→ TEXT PROVIDED
++++++++++++++++++++
A Glimpse into the Byzantine World of Virginia Health Care

Murky

Murky

by James A. Bacon

To call the United States health care system Byzantine is to cast a slur upon the ancient empire of that name. A glimpse of the bizarre, Rube Goldberg-esque way in which the system functions in Virginia can be seen in today’s Richmond Times-Dispatch article about the state’s Certificate of Public Need (COPN) program.

A state working group is studying whether to scrap or modify the regulatory system, which requires hospitals and other health care providers to seek state approval for new or expanded medical-care facilities and the acquisition of expensive equipment. The system curtails competition by making it difficult for new enterprises to enter the marketplace, and it often ties regulatory approvals to promises to provide charity care.

In 2013, health care providers donated $1.34 billion worth of charity care to comply with the state-mandated obligations, the T-D quotes Peter Boswell, chief of Virginia’s Department of Health Office of Licensure and Certification, as saying. Statewide, 195 certificates of need are conditioned upon requirements of providers to administer free care. As an example of how that might work, the T-D says a cardiac catheterization lab might have a requirement to provide 3.8 percent charity care.

Don’t get me wrong. We need a mechanism for providing health care to poor people who fall between the cracks of government assistance, Obamacare and private insurance. This is just an insanely opaque way of going about it. That $1.34 billion is not subject to any form of market discipline or legislative review. State regulators cut deals with health care providers, and then it’s up to the providers to live up to their obligations. The state lacks the resources to audit compliance.

Assuming hospitals and other providers do comply, who ultimately pays? Do the $1.34 billion in payments come out of hospital profits? Or do hospitals simply pass on the cost by jacking up charges to paying customers? I doubt anyone really knows. If there’s one thing as opaque as the health care sector’s pricing system, it’s health care accounting.
++++++++++++++++++++
→ EXERCISE DATA
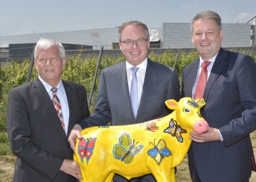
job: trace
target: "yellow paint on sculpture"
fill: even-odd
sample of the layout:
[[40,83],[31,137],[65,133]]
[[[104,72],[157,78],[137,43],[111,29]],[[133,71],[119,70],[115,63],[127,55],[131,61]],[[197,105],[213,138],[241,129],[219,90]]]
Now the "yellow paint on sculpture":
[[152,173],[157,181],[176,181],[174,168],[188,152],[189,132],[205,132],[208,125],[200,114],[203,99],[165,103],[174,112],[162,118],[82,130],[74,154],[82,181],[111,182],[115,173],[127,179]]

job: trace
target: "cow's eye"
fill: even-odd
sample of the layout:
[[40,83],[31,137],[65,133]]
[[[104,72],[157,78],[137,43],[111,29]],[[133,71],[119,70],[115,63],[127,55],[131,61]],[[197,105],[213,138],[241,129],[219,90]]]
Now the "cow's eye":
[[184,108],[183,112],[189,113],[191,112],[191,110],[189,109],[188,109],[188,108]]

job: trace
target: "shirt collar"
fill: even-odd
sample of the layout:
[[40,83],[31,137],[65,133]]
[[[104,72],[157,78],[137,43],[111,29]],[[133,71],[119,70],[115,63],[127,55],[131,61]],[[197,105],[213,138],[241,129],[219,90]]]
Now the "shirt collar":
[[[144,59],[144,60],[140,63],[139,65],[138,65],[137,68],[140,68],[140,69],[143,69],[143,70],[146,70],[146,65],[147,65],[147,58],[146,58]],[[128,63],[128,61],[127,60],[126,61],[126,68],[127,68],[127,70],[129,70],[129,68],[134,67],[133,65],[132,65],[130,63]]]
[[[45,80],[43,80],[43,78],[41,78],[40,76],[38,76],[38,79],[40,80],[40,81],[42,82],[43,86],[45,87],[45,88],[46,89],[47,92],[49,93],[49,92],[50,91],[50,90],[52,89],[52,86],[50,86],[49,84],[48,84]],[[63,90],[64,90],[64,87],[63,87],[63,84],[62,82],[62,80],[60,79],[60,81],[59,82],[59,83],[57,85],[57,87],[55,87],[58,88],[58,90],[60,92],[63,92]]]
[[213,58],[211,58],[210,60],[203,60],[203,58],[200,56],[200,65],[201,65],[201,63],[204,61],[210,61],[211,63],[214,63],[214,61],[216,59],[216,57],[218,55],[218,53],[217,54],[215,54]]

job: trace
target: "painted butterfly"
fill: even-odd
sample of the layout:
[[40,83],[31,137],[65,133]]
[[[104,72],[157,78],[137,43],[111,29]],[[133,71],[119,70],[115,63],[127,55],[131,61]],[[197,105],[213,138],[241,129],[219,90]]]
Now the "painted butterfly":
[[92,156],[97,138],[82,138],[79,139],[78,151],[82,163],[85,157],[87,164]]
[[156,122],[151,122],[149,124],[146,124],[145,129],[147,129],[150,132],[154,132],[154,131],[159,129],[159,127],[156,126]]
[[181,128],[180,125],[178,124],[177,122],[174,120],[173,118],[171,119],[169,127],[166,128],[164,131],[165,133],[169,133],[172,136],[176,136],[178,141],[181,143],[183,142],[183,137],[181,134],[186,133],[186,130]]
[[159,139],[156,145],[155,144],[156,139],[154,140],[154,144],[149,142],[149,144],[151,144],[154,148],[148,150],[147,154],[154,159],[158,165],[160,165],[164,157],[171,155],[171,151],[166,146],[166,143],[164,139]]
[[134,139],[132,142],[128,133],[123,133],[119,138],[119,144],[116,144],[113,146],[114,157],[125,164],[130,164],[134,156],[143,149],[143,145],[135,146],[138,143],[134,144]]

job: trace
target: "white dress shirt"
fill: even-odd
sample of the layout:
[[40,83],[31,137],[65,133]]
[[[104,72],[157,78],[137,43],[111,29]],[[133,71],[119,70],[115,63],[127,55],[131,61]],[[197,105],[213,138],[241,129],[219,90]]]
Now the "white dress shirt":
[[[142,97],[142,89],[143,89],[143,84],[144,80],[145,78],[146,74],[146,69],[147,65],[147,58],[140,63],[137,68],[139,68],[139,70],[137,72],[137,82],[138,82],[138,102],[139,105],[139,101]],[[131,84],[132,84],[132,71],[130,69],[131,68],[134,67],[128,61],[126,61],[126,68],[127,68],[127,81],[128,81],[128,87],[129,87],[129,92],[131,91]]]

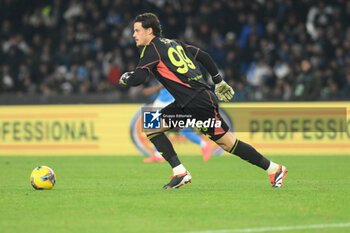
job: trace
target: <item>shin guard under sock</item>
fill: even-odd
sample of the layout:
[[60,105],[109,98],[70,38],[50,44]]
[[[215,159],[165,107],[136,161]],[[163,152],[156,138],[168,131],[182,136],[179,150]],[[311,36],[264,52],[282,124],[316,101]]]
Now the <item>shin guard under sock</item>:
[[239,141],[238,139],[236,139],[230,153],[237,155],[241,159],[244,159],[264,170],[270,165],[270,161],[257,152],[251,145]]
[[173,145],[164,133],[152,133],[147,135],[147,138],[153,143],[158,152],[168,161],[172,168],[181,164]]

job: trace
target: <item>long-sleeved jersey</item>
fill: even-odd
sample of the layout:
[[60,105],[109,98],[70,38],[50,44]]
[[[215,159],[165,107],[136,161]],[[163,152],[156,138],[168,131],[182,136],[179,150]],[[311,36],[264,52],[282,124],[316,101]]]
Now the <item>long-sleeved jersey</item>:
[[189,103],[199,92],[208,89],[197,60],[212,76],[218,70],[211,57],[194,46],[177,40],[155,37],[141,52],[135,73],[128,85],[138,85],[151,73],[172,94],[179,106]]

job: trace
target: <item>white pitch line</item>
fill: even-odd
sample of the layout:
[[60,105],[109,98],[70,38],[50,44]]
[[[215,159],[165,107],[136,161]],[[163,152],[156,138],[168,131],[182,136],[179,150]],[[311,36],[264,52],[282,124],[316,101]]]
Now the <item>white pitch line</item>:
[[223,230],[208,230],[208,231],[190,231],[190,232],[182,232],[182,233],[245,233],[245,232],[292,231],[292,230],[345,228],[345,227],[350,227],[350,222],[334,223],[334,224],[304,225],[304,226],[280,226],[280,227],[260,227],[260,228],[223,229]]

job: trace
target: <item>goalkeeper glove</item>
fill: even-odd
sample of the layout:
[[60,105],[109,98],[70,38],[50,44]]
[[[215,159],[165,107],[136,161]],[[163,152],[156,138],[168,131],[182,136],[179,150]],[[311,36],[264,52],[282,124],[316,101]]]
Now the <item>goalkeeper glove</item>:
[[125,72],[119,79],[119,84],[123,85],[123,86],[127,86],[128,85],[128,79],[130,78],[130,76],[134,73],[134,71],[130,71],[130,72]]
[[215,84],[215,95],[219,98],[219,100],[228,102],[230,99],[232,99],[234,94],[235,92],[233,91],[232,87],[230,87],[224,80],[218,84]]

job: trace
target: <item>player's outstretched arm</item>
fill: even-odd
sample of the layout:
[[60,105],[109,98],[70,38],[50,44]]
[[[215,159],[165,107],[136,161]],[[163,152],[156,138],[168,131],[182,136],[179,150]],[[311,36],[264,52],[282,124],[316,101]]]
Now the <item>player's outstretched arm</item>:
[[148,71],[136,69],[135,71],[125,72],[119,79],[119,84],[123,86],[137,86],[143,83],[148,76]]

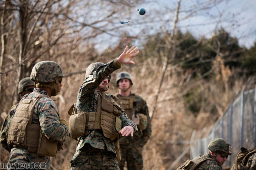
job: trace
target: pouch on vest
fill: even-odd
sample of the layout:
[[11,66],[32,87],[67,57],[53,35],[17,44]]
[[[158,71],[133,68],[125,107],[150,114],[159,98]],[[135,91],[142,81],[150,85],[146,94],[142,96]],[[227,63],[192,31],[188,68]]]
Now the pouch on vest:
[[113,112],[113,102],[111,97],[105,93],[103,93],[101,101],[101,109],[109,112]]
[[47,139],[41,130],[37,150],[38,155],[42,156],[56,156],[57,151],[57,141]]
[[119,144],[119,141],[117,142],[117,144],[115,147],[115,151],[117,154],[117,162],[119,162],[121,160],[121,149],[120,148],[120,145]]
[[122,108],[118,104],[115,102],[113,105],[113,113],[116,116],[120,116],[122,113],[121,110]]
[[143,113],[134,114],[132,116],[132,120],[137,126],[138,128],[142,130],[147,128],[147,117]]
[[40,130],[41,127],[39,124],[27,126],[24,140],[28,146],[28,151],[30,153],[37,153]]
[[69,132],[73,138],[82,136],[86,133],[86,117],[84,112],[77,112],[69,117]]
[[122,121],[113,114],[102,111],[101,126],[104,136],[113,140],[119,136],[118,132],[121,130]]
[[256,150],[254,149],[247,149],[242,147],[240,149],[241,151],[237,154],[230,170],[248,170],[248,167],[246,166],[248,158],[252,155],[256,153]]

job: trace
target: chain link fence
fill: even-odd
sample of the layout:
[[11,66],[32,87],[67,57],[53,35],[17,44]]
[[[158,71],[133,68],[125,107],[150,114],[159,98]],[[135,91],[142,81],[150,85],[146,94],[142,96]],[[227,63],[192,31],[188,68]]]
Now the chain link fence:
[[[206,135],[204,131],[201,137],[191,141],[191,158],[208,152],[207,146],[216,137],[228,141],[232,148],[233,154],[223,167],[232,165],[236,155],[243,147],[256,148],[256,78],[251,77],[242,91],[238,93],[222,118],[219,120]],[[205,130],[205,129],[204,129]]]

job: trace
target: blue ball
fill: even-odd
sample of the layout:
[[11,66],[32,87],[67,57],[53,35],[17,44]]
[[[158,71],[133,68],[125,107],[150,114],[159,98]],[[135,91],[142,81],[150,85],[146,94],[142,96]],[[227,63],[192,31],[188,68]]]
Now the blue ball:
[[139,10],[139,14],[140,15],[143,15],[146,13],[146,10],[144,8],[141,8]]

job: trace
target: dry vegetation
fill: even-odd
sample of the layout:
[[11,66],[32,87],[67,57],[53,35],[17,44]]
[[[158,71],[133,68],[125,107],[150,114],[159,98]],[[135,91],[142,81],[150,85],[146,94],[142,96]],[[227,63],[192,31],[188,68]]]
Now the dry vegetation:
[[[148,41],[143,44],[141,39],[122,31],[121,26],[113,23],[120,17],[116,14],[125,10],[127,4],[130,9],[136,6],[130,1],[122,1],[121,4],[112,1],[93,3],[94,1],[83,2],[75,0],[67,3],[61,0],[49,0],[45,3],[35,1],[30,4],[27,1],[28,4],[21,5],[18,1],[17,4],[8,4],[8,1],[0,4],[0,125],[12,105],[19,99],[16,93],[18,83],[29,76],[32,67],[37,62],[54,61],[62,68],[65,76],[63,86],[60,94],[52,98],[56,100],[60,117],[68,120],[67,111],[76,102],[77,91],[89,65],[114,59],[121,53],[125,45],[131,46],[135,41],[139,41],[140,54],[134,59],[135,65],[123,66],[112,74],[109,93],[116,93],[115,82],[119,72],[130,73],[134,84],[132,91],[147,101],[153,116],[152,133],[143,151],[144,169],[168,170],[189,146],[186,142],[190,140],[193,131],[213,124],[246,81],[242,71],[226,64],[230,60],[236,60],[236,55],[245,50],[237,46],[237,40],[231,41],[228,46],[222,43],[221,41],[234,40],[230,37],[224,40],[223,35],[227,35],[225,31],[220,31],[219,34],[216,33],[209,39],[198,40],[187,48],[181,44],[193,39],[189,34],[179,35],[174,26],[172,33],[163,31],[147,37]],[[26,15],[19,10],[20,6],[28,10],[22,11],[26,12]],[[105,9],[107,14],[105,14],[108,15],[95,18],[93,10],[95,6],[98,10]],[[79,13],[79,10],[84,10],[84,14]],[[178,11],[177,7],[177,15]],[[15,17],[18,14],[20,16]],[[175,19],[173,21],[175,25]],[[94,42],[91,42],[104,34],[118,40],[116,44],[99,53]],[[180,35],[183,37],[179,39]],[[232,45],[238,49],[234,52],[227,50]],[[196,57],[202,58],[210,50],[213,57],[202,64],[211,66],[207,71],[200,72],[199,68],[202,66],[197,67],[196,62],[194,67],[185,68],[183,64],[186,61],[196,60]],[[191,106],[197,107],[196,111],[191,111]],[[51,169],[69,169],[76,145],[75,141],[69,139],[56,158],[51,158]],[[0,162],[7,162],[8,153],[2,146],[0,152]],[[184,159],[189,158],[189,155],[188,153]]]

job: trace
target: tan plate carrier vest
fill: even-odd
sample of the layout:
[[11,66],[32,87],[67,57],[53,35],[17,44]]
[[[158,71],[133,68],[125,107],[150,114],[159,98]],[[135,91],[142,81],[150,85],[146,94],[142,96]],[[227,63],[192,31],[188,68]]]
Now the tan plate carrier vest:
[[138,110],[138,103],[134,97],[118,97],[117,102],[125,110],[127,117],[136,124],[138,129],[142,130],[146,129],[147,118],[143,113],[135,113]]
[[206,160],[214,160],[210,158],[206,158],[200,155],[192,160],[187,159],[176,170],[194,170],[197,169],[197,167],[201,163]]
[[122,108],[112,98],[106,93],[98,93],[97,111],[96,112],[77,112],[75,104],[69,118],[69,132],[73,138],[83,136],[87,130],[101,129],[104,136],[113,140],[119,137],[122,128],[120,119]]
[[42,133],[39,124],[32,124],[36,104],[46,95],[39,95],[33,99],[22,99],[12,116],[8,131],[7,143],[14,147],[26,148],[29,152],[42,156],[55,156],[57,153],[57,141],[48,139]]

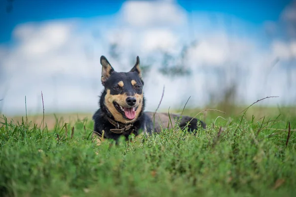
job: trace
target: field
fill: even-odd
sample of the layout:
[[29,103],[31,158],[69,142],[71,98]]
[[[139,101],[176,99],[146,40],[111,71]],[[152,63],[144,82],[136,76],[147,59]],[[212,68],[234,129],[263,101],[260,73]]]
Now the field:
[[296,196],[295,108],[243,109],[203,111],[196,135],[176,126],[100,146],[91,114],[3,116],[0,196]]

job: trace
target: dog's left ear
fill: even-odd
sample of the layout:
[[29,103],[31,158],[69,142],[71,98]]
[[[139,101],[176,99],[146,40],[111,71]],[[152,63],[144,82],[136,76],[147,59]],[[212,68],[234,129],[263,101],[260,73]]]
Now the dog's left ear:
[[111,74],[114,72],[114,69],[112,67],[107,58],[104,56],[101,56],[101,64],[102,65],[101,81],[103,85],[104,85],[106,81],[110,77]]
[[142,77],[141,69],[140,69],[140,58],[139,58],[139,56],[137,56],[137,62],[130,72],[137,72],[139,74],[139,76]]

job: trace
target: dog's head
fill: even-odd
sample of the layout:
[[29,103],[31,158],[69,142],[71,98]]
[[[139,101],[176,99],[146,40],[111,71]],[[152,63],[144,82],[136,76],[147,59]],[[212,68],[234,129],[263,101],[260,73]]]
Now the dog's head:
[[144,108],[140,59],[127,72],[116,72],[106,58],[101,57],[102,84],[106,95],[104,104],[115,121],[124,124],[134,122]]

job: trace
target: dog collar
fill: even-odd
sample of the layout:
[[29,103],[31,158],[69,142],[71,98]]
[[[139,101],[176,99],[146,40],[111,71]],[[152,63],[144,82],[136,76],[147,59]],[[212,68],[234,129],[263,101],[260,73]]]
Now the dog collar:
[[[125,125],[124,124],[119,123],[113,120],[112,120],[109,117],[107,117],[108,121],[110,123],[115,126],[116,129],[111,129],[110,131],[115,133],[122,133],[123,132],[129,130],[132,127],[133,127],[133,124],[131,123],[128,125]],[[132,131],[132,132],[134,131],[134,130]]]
++++++++++++++++++++
→ PROBLEMS AND TASKS
1 – According to the Virginia health care article, how much charity care did health care providers donate in 2013 to meet state-mandated obligations?
2 – Carry on the Virginia health care article in the same voice, starting after its final sentence.

→ TASK RESPONSES
1 – $1.34 billion worth of charity care.

2 –
Health care is an inherently complex business, involving trade-offs between price, quality, convenience and other factors that few consumers are equipped to make. That inherent complexity is compounded by layer upon layer of regulation, subsidy, cross-subsidy and other forms of complexity. I don’t see how it’s possible for anyone participating in the industry to make economically rational decisions. No wonder there is so much waste and inefficiency. No wonder costs are out of control. No wonder private health care insurance grows more unaffordable with each passing year. No wonder Congress felt compelled to enact health care “reform” (although the reform known as Obamacare makes the system even more bureaucratic, complex, opaque and uncompetitive).

Eliminating COPN in Virginia is not a silver bullet that will miraculously create a transparent, competitive market-based health care system. Other states have abolished COPN, and their systems are not notably lower cost or more efficient (that I know of). But it is one layer of anti-competitive complexity that Virginia legislators can strip out of the system, thereby making the state marginally less hostile to innovation and competition. Combined with other market-based reforms, it could make a difference.

If Virginia abolished COPN, what would happen to uninsured people who depend upon that $1.34 billion a year in uncompensated care? Aye, there’s the rub. Politically, it may be impossible to dismantle the program. Perhaps we are doomed to living (and dying) with an opaque, irrational and inefficient system.